YOUR INSTRUCTIONS: Copy out the part of the records that runs from their first line through the line containing "(1273, 472)". Add 27 to each number in the coordinate pairs, and leave every other line unchanged.

══ RAW RECORDS

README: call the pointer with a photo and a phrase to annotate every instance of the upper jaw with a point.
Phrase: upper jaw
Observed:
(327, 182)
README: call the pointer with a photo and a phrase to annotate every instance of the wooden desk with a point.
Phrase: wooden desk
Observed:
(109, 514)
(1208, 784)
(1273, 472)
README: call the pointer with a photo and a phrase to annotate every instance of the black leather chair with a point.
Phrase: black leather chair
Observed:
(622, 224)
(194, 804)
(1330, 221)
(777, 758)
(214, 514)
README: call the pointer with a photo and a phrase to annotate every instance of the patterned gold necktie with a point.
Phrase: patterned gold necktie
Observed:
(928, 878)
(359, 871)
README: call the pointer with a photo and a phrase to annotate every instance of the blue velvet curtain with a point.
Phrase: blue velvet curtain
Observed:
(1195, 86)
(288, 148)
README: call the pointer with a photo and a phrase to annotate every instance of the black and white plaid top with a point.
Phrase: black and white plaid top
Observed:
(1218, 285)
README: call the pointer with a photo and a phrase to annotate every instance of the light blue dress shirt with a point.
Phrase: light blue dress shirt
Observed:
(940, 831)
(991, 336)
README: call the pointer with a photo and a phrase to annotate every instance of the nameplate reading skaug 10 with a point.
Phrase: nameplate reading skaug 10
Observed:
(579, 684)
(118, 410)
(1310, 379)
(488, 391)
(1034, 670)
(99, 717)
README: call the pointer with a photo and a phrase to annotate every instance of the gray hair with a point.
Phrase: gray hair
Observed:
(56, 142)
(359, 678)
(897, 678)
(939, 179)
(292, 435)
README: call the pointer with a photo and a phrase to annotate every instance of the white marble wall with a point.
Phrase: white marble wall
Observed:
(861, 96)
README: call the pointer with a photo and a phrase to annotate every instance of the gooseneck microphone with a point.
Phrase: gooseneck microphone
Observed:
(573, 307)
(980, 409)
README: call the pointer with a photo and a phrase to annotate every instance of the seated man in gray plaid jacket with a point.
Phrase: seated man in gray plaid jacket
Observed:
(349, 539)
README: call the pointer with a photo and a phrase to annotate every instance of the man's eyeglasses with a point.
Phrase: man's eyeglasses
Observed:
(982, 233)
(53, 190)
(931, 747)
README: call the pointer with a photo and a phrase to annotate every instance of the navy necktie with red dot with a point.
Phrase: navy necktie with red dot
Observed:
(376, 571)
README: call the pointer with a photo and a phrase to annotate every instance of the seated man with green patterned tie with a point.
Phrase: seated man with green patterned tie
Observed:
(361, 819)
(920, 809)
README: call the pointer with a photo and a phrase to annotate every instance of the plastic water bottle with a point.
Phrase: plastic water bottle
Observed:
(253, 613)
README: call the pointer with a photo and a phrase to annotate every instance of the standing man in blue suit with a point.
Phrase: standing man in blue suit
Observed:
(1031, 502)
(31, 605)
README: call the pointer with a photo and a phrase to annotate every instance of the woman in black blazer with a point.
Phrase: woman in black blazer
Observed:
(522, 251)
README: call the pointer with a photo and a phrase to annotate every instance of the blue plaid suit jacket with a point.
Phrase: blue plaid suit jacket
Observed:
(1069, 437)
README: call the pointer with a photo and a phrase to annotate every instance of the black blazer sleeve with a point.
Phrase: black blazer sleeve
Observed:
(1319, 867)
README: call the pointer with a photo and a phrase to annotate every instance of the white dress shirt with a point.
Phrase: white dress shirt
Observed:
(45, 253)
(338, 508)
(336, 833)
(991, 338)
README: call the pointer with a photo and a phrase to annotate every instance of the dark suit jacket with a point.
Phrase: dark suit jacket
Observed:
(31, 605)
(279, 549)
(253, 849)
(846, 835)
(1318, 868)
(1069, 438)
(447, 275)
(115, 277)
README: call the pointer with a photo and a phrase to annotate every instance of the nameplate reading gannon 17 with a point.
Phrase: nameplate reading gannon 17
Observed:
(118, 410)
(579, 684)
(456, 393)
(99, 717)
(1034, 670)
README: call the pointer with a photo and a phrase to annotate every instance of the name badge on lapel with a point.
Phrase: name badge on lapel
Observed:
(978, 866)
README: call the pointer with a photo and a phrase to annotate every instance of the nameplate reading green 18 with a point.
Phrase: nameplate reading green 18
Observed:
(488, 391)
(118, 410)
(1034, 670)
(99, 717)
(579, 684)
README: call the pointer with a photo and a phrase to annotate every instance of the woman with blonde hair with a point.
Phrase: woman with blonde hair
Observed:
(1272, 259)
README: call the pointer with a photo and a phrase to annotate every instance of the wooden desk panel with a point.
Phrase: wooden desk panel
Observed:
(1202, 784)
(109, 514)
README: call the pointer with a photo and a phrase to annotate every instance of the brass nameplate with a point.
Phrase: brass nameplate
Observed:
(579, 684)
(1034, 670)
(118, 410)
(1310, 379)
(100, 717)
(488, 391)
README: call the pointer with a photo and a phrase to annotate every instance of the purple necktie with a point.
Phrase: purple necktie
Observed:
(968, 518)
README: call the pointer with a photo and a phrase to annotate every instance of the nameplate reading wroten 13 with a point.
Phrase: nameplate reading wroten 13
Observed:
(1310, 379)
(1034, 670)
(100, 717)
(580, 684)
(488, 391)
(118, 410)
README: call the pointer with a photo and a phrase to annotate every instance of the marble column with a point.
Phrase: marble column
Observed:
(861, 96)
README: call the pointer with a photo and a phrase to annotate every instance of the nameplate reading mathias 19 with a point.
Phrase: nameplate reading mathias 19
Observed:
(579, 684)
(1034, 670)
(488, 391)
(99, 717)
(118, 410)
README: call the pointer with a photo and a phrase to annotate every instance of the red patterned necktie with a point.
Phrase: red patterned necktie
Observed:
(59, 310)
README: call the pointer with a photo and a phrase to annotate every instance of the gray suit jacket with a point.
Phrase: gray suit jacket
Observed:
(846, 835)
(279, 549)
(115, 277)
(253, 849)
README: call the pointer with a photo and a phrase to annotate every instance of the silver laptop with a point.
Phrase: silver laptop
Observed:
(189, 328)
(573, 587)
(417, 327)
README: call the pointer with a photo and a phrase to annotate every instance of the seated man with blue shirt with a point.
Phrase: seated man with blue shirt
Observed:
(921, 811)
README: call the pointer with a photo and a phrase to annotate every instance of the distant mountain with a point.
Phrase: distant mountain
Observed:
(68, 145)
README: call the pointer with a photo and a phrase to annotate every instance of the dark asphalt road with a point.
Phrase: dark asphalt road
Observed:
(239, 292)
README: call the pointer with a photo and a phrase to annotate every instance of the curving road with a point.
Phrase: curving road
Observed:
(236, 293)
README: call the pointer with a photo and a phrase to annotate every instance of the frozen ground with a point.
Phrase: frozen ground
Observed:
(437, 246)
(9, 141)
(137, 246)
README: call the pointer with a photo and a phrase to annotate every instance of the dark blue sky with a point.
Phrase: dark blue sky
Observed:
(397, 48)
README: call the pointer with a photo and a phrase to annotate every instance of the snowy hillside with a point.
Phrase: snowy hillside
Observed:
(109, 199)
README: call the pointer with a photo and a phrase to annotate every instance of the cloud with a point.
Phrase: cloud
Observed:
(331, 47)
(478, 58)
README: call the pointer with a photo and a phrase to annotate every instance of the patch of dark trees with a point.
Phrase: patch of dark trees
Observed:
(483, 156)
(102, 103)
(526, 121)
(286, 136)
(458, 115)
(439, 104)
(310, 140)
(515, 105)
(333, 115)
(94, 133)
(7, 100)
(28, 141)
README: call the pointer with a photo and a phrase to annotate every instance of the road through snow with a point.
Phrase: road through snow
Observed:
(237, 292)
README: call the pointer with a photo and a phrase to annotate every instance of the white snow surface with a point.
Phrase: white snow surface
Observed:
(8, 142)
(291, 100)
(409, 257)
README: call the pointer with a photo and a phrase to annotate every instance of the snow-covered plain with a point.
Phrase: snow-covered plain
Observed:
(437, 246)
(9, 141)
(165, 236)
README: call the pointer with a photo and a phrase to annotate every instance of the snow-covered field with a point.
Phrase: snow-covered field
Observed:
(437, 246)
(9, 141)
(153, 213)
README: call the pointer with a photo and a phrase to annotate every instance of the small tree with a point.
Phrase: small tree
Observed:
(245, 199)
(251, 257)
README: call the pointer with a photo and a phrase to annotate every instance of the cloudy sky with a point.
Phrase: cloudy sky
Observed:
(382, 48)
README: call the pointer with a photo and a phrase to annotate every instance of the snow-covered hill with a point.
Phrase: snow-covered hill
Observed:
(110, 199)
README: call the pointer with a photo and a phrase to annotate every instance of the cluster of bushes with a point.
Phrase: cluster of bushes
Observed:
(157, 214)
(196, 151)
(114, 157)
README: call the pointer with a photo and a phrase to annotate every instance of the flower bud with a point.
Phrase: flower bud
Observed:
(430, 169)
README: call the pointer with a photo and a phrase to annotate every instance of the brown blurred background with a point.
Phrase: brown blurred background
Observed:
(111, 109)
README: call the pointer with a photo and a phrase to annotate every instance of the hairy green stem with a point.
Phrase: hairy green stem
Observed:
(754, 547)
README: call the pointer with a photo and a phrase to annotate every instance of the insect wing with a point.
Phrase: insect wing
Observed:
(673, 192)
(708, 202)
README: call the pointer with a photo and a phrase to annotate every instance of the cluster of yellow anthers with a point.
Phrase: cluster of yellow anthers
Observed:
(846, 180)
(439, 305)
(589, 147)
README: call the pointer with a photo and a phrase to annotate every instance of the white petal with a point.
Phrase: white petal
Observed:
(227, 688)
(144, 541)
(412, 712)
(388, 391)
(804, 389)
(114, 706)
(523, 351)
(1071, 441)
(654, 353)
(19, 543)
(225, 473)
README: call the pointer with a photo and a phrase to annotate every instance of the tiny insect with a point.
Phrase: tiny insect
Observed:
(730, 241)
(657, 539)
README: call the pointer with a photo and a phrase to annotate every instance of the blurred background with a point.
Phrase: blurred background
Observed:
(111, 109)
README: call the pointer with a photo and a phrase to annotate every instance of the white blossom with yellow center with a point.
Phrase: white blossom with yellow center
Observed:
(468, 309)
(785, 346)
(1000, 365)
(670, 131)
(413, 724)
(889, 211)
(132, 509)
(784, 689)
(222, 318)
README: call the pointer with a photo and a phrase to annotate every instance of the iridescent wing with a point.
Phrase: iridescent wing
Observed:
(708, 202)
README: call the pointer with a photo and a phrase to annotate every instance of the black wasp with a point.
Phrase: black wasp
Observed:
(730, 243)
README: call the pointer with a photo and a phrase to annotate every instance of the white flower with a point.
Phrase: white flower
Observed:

════

ANSWER TO THIS PROBLEM:
README: call the pointer with a photo and a phrase to annotate every instance of the upper jaw with a point.
Phrase: upper jaw
Observed:
(354, 209)
README: call the pointer with a photo and a phrase to annotate every instance of the wooden desk with a point.
Phrase: wooden desk
Observed:
(136, 541)
(1235, 811)
(1300, 499)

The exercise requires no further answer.